▸ Objective
Could you reproduce, character for character, the stretch of rows from the very start through the line containing "M477 458L472 458L472", both ends included?

▸ Exercise data

## begin

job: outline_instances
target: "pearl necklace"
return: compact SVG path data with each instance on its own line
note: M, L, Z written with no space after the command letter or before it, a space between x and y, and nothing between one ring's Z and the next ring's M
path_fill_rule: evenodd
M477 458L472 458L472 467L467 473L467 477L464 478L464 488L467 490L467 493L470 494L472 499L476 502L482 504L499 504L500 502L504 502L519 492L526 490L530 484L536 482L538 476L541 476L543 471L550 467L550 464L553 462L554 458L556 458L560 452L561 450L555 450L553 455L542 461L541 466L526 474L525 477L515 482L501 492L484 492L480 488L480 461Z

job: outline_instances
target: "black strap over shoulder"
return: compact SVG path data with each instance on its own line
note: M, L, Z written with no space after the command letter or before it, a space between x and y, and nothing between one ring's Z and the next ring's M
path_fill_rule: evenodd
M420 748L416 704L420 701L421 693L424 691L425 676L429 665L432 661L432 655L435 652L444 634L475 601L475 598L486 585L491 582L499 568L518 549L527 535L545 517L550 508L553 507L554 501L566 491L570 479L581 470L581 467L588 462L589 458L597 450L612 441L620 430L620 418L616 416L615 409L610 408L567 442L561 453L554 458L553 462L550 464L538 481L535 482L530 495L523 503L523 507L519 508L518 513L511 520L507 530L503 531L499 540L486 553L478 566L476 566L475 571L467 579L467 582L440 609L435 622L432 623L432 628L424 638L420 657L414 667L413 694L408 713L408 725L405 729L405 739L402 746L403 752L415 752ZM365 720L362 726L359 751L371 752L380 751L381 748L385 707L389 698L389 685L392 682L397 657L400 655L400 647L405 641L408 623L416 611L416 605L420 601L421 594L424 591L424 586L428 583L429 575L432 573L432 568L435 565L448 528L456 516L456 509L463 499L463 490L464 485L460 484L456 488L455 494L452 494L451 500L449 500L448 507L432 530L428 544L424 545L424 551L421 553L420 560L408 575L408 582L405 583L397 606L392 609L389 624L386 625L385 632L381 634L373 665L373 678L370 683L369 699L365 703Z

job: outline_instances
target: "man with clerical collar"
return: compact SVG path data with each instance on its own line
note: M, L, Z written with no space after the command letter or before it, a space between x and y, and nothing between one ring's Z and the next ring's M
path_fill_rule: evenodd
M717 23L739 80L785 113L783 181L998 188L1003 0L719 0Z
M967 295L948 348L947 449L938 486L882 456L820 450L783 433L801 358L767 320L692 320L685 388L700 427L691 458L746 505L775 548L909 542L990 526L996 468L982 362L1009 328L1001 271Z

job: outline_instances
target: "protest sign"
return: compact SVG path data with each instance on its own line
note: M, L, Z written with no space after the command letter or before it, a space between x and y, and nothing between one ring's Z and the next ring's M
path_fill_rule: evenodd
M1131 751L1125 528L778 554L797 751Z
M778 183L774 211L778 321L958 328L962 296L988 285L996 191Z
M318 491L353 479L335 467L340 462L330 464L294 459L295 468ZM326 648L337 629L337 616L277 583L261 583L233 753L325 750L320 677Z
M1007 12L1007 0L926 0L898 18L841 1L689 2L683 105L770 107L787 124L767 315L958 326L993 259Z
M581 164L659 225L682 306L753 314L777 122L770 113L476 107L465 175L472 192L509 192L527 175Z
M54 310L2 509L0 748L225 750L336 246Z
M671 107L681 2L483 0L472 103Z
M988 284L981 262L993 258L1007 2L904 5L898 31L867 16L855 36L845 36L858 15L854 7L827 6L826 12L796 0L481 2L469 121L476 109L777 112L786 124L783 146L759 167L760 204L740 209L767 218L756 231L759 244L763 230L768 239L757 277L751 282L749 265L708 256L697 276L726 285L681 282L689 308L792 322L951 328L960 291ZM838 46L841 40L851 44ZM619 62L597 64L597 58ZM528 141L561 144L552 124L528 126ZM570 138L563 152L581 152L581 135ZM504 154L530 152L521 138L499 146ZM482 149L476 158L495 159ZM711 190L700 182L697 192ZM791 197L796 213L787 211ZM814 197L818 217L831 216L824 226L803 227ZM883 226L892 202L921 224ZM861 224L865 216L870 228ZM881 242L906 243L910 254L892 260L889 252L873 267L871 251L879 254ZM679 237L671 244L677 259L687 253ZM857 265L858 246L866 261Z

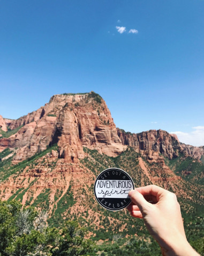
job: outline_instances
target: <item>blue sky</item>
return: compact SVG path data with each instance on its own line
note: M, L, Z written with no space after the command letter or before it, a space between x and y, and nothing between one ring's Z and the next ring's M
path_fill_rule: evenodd
M203 13L203 0L1 0L0 115L93 90L117 127L204 145Z

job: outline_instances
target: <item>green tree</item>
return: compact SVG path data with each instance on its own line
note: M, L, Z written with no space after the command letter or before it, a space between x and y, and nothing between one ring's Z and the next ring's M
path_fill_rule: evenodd
M47 226L47 215L16 201L0 201L0 256L86 255L94 249L77 222Z

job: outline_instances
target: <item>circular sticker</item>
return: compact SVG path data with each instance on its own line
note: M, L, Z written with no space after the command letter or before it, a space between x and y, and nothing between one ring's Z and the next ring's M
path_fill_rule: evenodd
M110 211L119 211L131 202L128 194L134 189L133 182L124 170L110 168L97 177L94 194L98 203Z

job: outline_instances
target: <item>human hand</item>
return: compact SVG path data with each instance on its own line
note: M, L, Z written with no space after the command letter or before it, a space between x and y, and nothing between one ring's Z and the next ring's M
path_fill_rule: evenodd
M127 208L135 218L143 218L164 255L198 255L187 241L180 205L175 194L155 185L129 192ZM151 203L151 202L153 203Z

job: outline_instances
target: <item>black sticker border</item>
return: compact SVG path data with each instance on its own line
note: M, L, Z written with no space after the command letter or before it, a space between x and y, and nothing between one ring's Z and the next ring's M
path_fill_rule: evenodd
M124 208L126 208L126 207L127 207L131 203L131 200L130 198L125 198L125 199L129 199L130 200L130 202L129 203L128 203L128 204L127 205L125 205L125 206L124 206L124 207L120 207L120 208L117 208L117 210L114 210L113 209L110 209L108 207L105 207L104 205L102 205L102 203L101 203L101 202L98 200L98 198L96 196L96 193L95 193L95 186L96 186L96 181L98 180L98 179L100 177L100 176L101 176L101 175L102 175L102 174L103 174L103 173L104 173L105 172L107 172L108 170L112 170L112 169L115 169L115 170L119 170L120 172L122 172L124 173L125 173L125 174L127 176L127 177L129 177L130 180L132 181L132 184L133 184L133 189L134 189L134 182L133 182L133 181L132 180L131 177L129 175L129 174L126 173L125 170L122 170L122 169L119 169L119 168L116 168L116 167L112 167L112 168L108 168L108 169L105 169L105 170L103 170L102 172L101 172L101 173L100 173L98 176L96 177L96 180L95 181L95 183L94 183L94 195L95 195L95 197L96 198L96 201L97 202L98 202L98 203L101 205L102 206L103 208L105 209L106 210L108 210L109 211L120 211L121 210L123 210L123 209L124 209Z

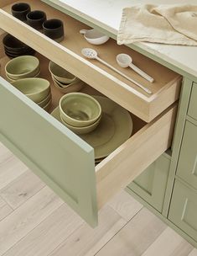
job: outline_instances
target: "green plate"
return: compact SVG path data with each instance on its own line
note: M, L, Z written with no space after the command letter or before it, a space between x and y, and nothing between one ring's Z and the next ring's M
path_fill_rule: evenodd
M98 159L107 157L130 137L132 120L127 110L112 100L102 96L93 97L101 106L101 122L93 131L78 136L94 148L95 159ZM59 107L51 115L61 122Z

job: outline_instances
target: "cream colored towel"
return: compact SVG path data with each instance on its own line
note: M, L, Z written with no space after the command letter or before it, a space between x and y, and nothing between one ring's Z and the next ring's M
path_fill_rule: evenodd
M140 4L123 9L117 44L197 45L197 6Z

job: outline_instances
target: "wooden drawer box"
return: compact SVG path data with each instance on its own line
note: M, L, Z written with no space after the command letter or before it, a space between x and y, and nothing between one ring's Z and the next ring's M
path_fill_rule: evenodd
M197 126L186 121L177 175L197 189Z
M128 188L150 205L162 212L171 157L162 154L135 179Z
M189 101L188 115L197 120L197 83L194 83L191 92L191 98Z
M155 76L155 83L148 85L153 94L147 96L111 70L80 56L81 48L87 44L78 32L85 25L40 1L27 2L32 9L44 9L49 19L60 18L65 23L67 35L60 45L5 12L10 11L13 1L0 3L3 8L0 9L2 29L44 56L38 55L40 76L50 80L48 59L53 60L91 84L85 88L86 93L102 93L128 109L133 119L132 136L95 167L94 149L90 145L0 78L0 140L95 227L98 210L170 147L176 116L177 104L174 103L179 98L181 77L135 53L139 63L147 65L147 72ZM111 40L101 48L101 53L105 53L102 56L114 66L117 52L130 54L127 47L115 45ZM94 48L100 51L99 47ZM4 66L8 59L3 55L3 47L0 56L2 77L5 78ZM134 77L147 85L133 73ZM62 94L52 83L51 88L54 109Z
M168 219L197 242L197 190L176 180Z

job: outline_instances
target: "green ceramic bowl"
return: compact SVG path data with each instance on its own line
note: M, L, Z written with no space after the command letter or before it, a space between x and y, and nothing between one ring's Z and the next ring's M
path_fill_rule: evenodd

## end

▸ Worked solution
job: outline_instances
target: "pearl necklace"
return: compact SVG path data with each instance on its own line
note: M, L, Z written with no space after the command letter or before it, a space between x and y, and nothing between one ring's Z and the next ring's M
path_fill_rule: evenodd
M477 458L472 458L472 467L467 473L467 477L464 478L464 488L467 490L467 493L470 494L472 499L476 502L482 504L499 504L500 502L504 502L519 492L526 490L530 484L536 482L538 476L541 476L543 471L550 467L550 464L553 462L554 458L556 458L560 452L561 450L555 450L553 455L542 461L541 466L526 474L525 477L515 482L501 492L484 492L480 488L480 461Z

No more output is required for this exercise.